> _Extrait de page_
────────────────────────────────────────

Je ne sais pas pour vous mais quand, moi, je rencontre quelqu’un pour la première fois, il flotte généralement un moment de battement, un léger sentiment de malaise, une sourde timidité qui fait que j’ai besoin de temps pour me détendre et trouver mes repères. Et pourtant, quand Arabella s’approche de moi, sa pâtisserie brandie comme une offrande, je l’embrasse, non pas avec cette politesse qu’on réserve aux invités, mais avec cette aisance qui pénètre les manières des vieilles connaissances. Et pourtant, nous offrons un singulier contraste : moi blanche comme un cachet, elle dorée comme une galette.
Comment vous dépeindre l’impression formidable que me font Arabella et son frère ? Je m’imaginais l’une joyeuse et le second pétillant : j’étais en-deçà de la réalité.
Arabella est charmante, dans le sens magique du terme, et le charme irrésistible qu’elle dégage est de ceux qui vous imprègnent au premier regard. Je ne vais pas entrer dans une minutieuse description de sa personne -même s’il y aurait là de quoi écrire- car je pense que ça l’embarrasserait plus qu’autre chose. On se contentera donc de dire qu’elle est vraiment charmante.
Quant à son frère, pour ceux parmi vous qui ont lu les histoires d’Arabella, sachez qu’il a réellement du soleil sur le sourire et au fond des yeux : ce n’est pas une image. Un grand-frère de rêve, venu escorter sa petite sœur en digne chevalier servant, pour veiller tout de même à ne pas l’abandonner aux mains d’un loup et qui, sa mission accomplie, se fait gentiment chasser par la petite ingrate :
- Au revoir, frérot ! lui lance-t-elle avec un sourire d’ange.

────────────────────────────────────────

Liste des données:
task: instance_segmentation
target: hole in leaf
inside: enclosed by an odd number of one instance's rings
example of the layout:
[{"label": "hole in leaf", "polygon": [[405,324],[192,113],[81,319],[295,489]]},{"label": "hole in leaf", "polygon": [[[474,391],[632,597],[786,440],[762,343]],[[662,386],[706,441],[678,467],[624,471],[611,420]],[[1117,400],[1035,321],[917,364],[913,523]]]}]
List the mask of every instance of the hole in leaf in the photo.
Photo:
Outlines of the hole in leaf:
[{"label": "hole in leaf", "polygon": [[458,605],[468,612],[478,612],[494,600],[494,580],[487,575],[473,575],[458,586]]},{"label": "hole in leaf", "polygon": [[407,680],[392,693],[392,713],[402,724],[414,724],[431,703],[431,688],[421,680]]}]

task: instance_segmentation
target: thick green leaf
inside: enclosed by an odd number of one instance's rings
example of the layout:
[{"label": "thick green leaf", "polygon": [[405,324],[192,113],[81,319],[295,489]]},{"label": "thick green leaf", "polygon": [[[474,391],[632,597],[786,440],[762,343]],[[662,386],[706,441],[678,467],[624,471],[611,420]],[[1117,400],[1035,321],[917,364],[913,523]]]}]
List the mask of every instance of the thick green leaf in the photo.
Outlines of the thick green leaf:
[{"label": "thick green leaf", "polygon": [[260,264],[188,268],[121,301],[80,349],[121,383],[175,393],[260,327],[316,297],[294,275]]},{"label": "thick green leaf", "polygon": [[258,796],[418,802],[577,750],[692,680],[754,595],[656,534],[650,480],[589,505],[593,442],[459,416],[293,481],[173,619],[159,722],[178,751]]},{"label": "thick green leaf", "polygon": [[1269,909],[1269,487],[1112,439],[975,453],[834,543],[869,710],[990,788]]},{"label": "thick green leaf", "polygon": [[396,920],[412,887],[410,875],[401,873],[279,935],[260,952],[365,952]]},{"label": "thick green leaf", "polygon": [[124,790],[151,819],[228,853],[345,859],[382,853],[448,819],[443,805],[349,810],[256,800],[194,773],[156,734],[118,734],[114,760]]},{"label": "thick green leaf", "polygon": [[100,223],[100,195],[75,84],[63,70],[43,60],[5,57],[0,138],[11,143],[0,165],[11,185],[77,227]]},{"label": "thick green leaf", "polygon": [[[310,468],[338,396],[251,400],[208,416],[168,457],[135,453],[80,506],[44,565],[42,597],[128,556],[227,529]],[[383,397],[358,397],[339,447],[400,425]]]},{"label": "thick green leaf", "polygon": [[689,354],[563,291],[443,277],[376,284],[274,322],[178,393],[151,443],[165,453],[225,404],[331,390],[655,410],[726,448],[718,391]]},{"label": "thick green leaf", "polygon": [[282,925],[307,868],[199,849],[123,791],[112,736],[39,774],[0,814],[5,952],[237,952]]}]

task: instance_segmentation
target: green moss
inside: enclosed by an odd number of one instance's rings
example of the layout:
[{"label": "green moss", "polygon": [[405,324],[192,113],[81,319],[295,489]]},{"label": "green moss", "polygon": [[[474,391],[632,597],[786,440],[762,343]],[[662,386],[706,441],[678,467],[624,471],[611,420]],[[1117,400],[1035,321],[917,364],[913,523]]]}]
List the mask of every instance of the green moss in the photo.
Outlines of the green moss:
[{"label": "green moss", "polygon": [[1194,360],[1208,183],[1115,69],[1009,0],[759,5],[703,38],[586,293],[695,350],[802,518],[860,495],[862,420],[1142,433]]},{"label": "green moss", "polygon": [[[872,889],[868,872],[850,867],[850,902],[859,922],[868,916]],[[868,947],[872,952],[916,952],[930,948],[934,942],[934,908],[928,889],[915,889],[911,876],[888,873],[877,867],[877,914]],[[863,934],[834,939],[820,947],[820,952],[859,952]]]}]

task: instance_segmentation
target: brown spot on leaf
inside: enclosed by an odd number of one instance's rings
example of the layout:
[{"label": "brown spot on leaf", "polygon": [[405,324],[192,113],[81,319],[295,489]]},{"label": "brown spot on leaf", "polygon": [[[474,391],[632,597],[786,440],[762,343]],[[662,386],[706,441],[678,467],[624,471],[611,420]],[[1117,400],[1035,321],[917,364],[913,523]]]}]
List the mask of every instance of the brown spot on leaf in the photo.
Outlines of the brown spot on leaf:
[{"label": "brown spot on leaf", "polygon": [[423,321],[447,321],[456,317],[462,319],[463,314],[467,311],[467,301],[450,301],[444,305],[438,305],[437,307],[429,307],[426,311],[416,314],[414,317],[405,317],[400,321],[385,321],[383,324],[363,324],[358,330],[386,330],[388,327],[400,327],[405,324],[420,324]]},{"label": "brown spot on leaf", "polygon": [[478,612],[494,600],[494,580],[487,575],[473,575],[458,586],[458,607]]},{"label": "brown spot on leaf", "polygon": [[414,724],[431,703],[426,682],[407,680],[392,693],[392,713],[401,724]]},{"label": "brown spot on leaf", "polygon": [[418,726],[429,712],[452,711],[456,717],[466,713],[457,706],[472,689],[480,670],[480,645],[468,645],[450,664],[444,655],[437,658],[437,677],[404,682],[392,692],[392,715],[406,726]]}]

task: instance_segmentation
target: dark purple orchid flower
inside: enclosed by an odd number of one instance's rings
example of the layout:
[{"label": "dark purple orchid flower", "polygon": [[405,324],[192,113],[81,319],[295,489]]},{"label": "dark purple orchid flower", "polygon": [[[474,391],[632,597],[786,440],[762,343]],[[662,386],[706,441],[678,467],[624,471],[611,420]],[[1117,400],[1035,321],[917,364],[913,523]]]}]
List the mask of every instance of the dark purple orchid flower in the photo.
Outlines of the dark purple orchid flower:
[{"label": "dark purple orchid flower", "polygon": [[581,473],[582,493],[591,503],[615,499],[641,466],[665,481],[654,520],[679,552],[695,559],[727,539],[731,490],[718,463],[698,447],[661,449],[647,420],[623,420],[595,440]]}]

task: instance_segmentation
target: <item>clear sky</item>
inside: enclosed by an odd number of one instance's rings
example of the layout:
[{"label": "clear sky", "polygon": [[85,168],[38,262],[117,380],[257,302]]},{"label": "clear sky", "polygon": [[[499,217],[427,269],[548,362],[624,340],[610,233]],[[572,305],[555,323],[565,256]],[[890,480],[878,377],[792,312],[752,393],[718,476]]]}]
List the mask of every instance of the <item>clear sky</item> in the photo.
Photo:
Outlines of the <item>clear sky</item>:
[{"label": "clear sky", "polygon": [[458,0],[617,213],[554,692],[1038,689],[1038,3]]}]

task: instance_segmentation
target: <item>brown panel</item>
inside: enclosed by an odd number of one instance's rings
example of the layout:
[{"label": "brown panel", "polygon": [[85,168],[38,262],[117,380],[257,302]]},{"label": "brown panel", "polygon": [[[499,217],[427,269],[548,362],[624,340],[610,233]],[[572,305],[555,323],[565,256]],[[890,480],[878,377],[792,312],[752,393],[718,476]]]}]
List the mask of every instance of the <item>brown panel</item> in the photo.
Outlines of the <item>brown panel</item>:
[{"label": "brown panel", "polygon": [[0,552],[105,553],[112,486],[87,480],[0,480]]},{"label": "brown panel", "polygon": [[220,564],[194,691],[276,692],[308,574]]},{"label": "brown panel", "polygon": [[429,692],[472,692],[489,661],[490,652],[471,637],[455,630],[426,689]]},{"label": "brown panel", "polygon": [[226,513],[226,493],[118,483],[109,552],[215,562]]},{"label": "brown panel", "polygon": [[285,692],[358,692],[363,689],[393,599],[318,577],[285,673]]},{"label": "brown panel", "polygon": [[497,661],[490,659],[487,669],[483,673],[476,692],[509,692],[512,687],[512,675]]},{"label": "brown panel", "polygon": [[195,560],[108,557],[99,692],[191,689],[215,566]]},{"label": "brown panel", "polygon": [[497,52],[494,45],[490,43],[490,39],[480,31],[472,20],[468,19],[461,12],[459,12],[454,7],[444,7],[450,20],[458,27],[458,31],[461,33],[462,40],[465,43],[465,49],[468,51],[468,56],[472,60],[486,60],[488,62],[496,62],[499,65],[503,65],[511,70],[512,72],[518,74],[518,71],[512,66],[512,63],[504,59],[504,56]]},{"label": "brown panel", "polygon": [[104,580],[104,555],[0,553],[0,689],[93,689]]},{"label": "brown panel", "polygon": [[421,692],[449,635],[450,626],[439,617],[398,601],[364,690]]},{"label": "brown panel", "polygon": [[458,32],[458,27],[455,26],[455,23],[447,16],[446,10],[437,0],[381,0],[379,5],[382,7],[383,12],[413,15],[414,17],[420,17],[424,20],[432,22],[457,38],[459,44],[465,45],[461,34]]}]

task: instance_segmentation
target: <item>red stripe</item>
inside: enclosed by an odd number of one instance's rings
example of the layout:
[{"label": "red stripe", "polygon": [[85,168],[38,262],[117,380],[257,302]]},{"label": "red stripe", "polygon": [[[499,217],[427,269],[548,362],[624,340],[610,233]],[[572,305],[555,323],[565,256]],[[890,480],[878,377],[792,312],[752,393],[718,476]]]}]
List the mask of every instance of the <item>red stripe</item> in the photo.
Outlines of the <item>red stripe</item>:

────────────────────────────────────────

> _Objectif_
Mets à jour le récit de la rencontre avec Arabella : recopie tout ce qui va de « Je ne sais pas » jusqu'à « comme une galette. », en remplaçant « pâtisserie » par « tarte ».

> _Réponse_
Je ne sais pas pour vous mais quand, moi, je rencontre quelqu’un pour la première fois, il flotte généralement un moment de battement, un léger sentiment de malaise, une sourde timidité qui fait que j’ai besoin de temps pour me détendre et trouver mes repères. Et pourtant, quand Arabella s’approche de moi, sa tarte brandie comme une offrande, je l’embrasse, non pas avec cette politesse qu’on réserve aux invités, mais avec cette aisance qui pénètre les manières des vieilles connaissances. Et pourtant, nous offrons un singulier contraste : moi blanche comme un cachet, elle dorée comme une galette.